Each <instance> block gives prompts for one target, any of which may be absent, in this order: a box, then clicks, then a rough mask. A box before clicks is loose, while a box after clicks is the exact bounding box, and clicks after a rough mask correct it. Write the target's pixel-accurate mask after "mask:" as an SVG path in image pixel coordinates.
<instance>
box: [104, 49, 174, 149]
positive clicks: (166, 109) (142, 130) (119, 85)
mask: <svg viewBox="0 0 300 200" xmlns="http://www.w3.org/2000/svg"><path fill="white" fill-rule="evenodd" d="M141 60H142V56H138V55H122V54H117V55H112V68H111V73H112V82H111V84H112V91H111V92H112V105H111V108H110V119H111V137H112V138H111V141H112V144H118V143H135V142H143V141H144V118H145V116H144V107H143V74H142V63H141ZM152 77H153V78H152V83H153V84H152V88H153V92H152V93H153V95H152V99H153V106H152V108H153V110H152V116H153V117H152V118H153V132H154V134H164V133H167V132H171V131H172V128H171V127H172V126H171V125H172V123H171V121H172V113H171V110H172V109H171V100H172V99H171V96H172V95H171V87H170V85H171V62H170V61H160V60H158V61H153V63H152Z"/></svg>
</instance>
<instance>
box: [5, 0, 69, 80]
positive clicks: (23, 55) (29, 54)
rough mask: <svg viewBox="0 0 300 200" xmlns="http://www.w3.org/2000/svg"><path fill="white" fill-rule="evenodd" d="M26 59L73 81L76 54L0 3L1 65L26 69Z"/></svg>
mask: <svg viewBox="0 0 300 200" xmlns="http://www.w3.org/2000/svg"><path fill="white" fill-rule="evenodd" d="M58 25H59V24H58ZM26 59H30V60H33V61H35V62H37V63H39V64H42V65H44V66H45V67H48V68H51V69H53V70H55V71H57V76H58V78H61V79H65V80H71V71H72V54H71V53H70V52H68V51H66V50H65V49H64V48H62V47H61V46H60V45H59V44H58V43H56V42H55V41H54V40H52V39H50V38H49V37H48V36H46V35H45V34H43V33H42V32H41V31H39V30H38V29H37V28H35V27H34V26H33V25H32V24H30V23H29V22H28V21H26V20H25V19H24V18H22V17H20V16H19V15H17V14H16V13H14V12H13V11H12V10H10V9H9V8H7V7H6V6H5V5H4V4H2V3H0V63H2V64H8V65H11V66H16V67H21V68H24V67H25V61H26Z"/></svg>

▶ **WHAT YOU NEED TO DO**
Would you restate, word for word, every line of the listing from its first line through the line with "positive clicks: (23, 55) (29, 54)"?

▶ **WRITTEN SOLUTION**
Each <instance> block gives prompts for one target, any of which may be absent, in this order: a box, then clicks, then a rough mask. A box before clicks is loose, while a box after clicks is the exact bounding box, and clicks after a rough mask correct it. Write the target's pixel-accurate mask after "mask:" as an SVG path in image pixel coordinates.
<instance>
box: [104, 49, 174, 149]
positive clicks: (166, 109) (142, 130) (119, 85)
mask: <svg viewBox="0 0 300 200" xmlns="http://www.w3.org/2000/svg"><path fill="white" fill-rule="evenodd" d="M141 60H142V56H138V55H122V54H117V55H112V68H111V73H112V82H111V84H112V91H111V92H112V105H111V108H110V119H111V137H112V138H111V141H112V144H118V143H135V142H143V141H144V118H145V116H144V107H143V74H142V63H141ZM152 77H153V78H152V83H153V84H152V88H153V92H152V93H153V95H152V99H153V106H152V108H153V110H152V116H153V117H152V118H153V132H154V134H164V133H167V132H171V131H172V128H171V127H172V126H171V125H172V123H171V121H172V113H171V110H172V109H171V100H172V99H171V96H172V95H171V87H170V85H171V62H170V61H160V60H158V61H153V63H152Z"/></svg>
</instance>
<instance>
box: [5, 0, 69, 80]
positive clicks: (23, 55) (29, 54)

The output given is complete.